--- START Input ---

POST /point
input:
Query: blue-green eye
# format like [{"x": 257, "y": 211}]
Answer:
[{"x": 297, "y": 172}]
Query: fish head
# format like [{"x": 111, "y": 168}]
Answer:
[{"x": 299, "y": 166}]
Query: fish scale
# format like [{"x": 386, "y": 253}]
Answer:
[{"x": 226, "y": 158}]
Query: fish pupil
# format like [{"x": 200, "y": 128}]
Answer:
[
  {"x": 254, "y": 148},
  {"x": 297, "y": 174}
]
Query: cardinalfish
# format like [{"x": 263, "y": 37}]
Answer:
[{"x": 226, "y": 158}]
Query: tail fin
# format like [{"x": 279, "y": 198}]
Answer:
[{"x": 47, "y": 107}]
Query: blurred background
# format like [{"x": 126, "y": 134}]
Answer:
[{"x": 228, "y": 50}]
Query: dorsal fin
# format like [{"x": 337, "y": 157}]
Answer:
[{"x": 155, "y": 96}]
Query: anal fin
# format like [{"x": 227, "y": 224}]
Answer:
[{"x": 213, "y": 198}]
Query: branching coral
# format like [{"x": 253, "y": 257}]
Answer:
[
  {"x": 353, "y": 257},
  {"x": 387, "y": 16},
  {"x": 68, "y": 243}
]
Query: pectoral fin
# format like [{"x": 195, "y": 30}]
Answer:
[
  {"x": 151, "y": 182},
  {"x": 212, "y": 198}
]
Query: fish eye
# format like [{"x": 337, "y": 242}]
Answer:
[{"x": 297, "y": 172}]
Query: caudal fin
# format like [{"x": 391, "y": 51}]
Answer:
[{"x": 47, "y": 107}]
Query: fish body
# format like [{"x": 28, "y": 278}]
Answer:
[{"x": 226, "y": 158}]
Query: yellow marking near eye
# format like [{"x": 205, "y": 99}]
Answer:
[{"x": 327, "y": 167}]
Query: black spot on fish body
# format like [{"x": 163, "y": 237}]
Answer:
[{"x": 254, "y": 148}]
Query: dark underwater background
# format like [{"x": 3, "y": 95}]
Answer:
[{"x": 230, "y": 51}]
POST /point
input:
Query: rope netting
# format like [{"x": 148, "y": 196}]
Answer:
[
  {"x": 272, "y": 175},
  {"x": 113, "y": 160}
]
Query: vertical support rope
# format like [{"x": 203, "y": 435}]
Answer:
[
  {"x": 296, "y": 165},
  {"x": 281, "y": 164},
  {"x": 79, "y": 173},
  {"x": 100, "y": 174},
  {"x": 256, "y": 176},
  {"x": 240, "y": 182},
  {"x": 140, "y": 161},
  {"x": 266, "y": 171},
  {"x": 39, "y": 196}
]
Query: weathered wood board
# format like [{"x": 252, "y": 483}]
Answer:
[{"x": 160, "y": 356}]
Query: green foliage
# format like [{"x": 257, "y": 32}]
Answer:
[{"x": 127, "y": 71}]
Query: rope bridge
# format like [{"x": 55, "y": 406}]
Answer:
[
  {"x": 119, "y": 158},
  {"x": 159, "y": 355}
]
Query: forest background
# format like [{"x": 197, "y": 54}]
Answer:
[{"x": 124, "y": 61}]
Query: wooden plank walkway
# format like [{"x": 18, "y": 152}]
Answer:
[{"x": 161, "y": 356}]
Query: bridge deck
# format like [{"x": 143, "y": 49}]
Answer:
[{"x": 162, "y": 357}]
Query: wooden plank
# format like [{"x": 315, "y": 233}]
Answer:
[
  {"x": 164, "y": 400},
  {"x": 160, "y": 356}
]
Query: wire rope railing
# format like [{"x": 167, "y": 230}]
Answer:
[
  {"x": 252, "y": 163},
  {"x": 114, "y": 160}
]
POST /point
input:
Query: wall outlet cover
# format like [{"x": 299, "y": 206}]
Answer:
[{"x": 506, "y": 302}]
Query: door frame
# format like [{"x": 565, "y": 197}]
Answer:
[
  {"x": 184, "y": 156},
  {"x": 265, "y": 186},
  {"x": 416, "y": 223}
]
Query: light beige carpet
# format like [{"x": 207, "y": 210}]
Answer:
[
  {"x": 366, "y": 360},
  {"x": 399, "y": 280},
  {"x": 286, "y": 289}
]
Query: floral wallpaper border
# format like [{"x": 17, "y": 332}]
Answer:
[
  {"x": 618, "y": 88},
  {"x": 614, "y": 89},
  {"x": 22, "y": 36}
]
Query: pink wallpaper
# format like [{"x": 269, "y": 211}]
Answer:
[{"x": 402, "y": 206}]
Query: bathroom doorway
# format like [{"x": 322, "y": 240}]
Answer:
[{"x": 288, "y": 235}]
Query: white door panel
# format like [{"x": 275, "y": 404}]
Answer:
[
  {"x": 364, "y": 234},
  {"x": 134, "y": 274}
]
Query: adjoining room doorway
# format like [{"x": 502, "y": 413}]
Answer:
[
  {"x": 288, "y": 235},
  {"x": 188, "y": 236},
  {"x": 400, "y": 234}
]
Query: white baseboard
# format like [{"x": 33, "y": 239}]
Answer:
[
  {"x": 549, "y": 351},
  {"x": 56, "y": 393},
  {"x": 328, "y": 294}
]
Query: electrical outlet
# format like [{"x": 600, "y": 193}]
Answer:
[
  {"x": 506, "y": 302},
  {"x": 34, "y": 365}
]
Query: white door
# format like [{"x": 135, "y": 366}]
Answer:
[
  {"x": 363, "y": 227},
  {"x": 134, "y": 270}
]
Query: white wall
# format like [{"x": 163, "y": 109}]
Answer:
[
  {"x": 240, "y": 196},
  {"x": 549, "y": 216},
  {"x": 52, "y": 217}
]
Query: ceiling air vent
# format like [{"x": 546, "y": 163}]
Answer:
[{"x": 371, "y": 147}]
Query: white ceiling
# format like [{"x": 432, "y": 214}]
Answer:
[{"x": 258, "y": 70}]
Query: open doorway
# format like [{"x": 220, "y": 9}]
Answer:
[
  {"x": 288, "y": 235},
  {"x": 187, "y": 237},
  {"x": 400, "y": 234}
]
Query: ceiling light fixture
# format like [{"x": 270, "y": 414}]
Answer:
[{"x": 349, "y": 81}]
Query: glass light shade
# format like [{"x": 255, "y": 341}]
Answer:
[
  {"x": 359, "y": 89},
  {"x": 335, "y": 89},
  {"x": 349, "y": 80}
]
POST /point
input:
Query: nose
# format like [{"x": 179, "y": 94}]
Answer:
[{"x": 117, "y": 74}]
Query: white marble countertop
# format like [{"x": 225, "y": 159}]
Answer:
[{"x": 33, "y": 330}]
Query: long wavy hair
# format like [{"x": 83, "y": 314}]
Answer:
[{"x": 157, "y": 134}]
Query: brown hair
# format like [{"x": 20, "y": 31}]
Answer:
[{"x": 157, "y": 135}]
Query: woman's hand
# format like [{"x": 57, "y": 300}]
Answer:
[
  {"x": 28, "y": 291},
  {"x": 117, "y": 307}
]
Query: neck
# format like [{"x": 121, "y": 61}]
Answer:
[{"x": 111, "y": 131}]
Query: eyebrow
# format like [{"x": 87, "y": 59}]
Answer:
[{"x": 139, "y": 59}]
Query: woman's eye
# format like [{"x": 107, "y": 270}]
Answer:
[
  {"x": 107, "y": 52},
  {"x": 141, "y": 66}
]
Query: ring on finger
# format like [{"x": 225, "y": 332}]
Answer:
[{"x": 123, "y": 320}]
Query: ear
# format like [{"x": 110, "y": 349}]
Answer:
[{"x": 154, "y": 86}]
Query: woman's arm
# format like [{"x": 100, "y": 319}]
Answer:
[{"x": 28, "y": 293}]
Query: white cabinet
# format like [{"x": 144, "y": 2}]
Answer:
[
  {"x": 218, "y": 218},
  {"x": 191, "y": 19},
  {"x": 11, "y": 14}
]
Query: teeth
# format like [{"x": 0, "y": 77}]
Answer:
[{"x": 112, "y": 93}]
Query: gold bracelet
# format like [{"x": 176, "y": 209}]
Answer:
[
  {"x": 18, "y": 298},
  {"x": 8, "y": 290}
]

--- END Input ---

● Goal of the exercise: Transcribe without any change everything from the line containing "Query: glass light shade" down to the last of the rows.

● Exercise output:
Query: glass light shade
# format like [{"x": 255, "y": 341}]
Answer:
[
  {"x": 359, "y": 89},
  {"x": 335, "y": 89},
  {"x": 349, "y": 80}
]
POST /point
input:
Query: nose
# format like [{"x": 179, "y": 94}]
Answer:
[{"x": 117, "y": 74}]
Query: white marble countertop
# format like [{"x": 225, "y": 159}]
Answer:
[{"x": 33, "y": 330}]
Query: long wavy hair
# format like [{"x": 83, "y": 314}]
Answer:
[{"x": 157, "y": 134}]
Query: brown hair
# format like [{"x": 20, "y": 31}]
Answer:
[{"x": 157, "y": 135}]
Query: woman's hand
# format like [{"x": 57, "y": 300}]
Answer:
[
  {"x": 28, "y": 291},
  {"x": 117, "y": 307}
]
Query: neck
# format like [{"x": 121, "y": 61}]
Answer:
[{"x": 111, "y": 131}]
Query: eyebrow
# format like [{"x": 87, "y": 59}]
Answer:
[{"x": 139, "y": 59}]
Query: woman's eye
# format like [{"x": 107, "y": 270}]
Answer:
[
  {"x": 107, "y": 52},
  {"x": 141, "y": 66}
]
Query: ring on finger
# format like [{"x": 225, "y": 332}]
Answer:
[{"x": 123, "y": 320}]
Query: ear
# format like [{"x": 110, "y": 349}]
Answer:
[{"x": 154, "y": 86}]
Query: woman's arm
# format like [{"x": 100, "y": 319}]
Answer:
[{"x": 28, "y": 293}]
Query: white cabinet
# format like [{"x": 144, "y": 2}]
Answer:
[
  {"x": 218, "y": 218},
  {"x": 191, "y": 19},
  {"x": 11, "y": 14}
]
Query: teeth
# format like [{"x": 0, "y": 77}]
Answer:
[{"x": 112, "y": 93}]
Query: gold bracelet
# format like [{"x": 176, "y": 209}]
Answer:
[
  {"x": 18, "y": 298},
  {"x": 8, "y": 290}
]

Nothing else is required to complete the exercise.